| Stated problem |
Using the entries below, transcribe exactly the line containing "wedge, one per animal or object that matches." and each line that follows it to the end.

| Material for this task |
=-=-=

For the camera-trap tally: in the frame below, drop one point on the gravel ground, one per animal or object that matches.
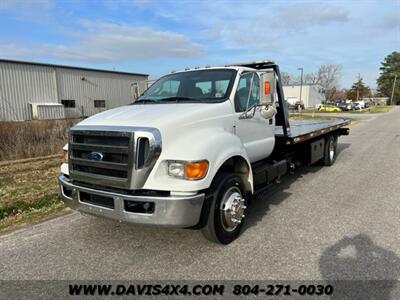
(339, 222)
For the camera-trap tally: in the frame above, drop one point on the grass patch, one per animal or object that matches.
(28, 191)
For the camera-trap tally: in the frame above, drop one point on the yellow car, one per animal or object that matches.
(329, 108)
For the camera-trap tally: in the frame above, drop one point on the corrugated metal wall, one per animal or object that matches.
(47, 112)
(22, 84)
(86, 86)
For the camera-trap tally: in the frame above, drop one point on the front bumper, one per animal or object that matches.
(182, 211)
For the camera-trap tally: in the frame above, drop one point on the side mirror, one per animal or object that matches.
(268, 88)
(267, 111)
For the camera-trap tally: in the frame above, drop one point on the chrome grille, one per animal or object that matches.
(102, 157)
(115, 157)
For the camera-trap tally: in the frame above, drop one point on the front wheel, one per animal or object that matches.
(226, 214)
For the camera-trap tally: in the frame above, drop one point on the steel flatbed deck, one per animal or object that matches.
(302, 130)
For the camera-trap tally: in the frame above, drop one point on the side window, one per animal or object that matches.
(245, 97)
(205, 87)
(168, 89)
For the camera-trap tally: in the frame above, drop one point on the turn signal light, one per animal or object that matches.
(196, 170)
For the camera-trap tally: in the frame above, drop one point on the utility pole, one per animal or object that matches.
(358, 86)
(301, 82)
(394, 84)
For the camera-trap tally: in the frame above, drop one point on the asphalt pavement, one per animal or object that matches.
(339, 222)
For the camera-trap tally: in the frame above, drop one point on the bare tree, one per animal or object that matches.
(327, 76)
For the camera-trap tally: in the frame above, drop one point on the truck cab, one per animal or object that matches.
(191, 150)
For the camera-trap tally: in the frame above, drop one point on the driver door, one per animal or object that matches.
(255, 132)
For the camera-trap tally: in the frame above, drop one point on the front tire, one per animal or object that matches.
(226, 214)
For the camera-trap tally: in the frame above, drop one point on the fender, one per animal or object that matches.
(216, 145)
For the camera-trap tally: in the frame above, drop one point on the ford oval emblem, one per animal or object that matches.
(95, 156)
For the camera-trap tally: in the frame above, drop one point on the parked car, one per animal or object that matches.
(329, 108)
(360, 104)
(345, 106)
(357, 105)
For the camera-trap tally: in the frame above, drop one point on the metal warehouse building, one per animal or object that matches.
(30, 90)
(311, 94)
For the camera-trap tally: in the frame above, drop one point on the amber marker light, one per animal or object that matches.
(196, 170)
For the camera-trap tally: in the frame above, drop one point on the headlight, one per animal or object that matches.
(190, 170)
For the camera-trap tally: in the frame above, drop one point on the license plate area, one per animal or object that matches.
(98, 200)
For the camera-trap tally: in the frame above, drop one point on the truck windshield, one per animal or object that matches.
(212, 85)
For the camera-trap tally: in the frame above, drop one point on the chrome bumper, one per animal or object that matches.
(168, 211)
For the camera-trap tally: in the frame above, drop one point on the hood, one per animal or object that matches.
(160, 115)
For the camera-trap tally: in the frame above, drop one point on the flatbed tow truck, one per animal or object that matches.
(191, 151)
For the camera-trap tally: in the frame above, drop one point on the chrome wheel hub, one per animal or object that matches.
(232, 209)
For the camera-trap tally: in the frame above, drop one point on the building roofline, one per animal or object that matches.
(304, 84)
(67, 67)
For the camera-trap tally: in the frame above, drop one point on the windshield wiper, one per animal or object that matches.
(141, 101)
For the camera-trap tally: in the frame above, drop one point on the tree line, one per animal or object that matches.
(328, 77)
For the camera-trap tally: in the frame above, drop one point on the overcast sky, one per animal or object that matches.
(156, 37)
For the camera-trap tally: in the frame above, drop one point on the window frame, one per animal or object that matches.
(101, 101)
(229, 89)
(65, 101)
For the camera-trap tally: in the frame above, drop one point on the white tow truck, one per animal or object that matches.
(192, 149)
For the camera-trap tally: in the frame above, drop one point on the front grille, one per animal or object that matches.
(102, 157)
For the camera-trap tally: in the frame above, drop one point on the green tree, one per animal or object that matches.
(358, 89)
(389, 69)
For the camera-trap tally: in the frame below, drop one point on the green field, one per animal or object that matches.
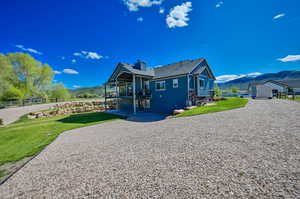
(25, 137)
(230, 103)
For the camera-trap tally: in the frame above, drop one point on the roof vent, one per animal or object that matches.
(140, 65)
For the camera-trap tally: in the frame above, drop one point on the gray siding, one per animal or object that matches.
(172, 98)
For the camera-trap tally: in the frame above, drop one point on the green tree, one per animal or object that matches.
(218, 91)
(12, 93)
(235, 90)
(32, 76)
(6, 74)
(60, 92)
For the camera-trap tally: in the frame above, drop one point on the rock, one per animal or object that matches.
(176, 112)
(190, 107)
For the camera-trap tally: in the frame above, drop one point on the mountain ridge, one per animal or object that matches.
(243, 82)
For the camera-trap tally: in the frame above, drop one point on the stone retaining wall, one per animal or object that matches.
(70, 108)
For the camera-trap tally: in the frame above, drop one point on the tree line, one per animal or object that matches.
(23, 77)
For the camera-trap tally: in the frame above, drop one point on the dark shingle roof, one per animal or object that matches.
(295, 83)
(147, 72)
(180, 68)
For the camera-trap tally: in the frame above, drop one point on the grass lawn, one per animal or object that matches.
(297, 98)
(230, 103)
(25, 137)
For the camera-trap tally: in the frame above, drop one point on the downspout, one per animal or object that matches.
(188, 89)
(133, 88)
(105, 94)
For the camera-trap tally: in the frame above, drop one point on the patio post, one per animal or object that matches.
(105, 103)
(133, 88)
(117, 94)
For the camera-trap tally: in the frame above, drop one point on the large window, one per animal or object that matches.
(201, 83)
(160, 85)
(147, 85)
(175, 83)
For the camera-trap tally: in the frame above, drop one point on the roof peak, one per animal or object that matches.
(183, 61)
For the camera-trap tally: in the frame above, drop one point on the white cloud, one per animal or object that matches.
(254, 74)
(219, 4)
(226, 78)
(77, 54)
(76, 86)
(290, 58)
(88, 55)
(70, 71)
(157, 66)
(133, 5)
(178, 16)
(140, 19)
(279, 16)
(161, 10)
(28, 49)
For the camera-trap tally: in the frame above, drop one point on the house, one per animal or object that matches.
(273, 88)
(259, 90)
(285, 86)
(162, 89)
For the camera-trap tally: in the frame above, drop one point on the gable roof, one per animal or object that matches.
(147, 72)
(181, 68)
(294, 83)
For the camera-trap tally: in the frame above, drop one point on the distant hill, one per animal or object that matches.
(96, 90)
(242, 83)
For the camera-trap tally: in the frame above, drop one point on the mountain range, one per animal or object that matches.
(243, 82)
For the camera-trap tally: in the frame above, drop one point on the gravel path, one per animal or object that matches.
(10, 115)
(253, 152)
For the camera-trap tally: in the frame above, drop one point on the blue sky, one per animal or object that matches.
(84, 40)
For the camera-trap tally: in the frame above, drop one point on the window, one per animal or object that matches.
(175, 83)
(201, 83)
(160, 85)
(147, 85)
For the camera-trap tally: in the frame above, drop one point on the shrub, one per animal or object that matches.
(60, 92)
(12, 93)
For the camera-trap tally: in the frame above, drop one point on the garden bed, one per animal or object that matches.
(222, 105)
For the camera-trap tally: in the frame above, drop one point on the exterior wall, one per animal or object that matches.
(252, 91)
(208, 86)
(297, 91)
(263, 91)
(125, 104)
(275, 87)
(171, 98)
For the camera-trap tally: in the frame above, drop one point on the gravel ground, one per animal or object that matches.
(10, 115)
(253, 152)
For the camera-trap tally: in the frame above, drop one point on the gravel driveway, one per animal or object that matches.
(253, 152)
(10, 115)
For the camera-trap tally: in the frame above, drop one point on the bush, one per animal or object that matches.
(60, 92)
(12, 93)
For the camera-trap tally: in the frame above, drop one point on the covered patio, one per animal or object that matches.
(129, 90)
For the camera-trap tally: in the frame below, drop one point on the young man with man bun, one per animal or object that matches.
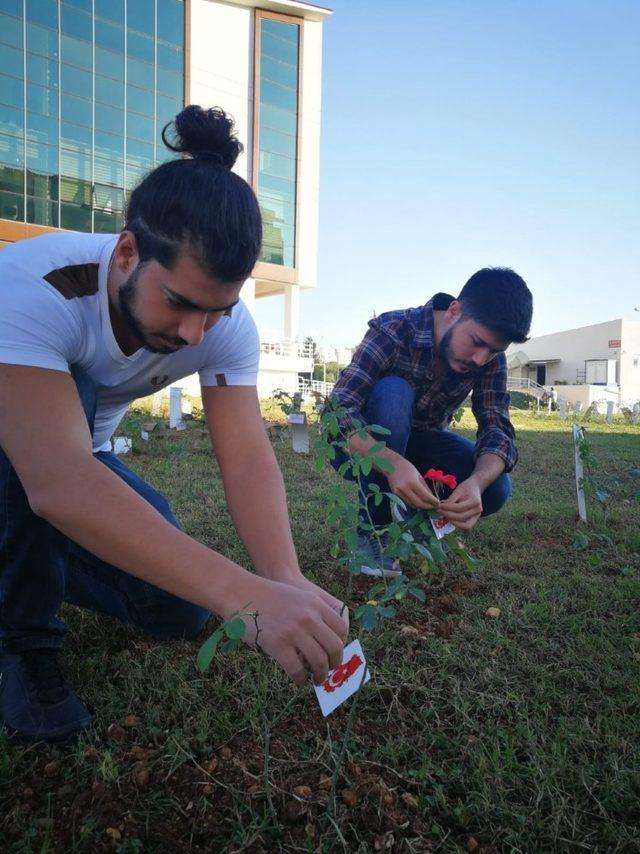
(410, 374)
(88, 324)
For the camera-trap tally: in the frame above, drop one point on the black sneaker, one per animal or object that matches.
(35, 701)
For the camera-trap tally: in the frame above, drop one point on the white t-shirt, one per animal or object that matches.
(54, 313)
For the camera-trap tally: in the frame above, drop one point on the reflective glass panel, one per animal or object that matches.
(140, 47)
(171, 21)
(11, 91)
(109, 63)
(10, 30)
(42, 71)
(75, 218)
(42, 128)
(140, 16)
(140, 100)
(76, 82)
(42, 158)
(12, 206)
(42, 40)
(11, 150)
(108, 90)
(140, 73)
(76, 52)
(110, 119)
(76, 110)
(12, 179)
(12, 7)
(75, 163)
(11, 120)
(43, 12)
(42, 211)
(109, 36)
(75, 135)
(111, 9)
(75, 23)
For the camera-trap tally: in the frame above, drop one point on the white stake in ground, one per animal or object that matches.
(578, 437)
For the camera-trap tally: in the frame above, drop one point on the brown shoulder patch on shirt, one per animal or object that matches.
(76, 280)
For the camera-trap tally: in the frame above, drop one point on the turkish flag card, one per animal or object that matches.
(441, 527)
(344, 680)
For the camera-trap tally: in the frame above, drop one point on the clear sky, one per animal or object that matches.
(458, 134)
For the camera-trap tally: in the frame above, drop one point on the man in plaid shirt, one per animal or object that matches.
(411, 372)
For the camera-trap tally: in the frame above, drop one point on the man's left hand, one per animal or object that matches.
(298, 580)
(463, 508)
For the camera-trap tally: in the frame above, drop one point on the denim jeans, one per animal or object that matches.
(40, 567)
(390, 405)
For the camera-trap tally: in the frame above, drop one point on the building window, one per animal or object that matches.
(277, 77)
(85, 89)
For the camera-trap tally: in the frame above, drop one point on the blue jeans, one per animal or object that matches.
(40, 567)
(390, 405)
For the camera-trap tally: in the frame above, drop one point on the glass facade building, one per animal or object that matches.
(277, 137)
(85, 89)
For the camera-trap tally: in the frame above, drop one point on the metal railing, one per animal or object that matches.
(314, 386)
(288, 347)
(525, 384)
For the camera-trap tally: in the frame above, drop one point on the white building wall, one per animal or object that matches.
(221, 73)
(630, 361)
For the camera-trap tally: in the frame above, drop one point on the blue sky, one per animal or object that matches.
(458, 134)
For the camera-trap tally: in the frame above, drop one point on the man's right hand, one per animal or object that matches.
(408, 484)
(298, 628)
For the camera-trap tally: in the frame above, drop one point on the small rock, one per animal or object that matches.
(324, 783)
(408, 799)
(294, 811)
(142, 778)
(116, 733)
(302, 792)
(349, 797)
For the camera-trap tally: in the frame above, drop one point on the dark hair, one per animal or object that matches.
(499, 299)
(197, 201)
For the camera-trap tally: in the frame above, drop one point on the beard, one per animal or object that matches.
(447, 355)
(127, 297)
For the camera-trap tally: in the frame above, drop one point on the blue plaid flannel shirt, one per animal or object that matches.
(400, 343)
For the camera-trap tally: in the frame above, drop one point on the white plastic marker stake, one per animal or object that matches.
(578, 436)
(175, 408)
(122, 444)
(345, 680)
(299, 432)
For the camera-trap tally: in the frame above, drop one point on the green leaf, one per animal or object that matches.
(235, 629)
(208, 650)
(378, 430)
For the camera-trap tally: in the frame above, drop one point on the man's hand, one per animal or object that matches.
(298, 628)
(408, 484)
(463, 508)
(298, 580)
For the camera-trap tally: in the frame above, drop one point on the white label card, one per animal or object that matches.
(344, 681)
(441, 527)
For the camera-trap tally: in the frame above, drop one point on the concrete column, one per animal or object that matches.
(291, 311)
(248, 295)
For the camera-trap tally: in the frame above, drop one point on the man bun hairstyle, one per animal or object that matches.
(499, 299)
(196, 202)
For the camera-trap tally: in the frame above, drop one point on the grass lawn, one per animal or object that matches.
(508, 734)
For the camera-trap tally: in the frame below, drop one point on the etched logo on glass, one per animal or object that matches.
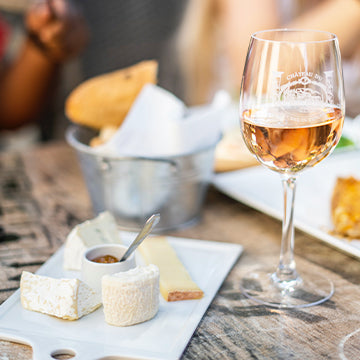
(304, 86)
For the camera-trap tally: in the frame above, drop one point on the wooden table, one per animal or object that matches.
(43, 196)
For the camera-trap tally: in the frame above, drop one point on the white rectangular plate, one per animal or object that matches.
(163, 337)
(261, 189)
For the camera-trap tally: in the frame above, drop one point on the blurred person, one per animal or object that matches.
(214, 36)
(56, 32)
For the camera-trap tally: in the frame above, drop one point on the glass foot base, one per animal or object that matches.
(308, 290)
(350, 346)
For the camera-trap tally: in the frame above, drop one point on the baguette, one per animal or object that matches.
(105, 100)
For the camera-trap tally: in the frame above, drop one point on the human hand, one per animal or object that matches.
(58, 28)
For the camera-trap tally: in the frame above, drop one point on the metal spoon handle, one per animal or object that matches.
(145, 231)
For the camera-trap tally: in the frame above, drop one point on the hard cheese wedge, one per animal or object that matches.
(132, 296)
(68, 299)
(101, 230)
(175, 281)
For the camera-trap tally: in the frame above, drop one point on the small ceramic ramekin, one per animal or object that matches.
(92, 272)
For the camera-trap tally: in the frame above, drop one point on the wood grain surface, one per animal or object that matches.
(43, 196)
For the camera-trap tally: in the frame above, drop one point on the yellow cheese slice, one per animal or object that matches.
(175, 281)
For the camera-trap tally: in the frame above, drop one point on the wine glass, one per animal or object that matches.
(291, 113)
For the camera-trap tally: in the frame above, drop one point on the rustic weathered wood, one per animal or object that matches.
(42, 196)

=-=-=

| Result of the exercise |
For the camera-trap tally: in the frame above, drop one point on the hard cheese wedge, one per animal or object that matches.
(132, 296)
(68, 299)
(101, 230)
(175, 281)
For the camera-trap tally: in the frame above, drop one point on the small ceramic ramekin, one per animal or object that matches.
(92, 272)
For the camera-trap tally: in the frame above, drop one point on the wood grain surface, one per animal or object that matches.
(43, 196)
For the camera-trap tally: in the frame above, drop one point on the yellow cheese slice, one per animal or object that matches.
(175, 281)
For the camera-trap tally: in the frame above, drop one point on the wine glass, one per animal or object that matches.
(291, 113)
For the camera-trap tally: in the frame above, drop one point on the rustic weathered wood, one per animal or object that matches.
(42, 196)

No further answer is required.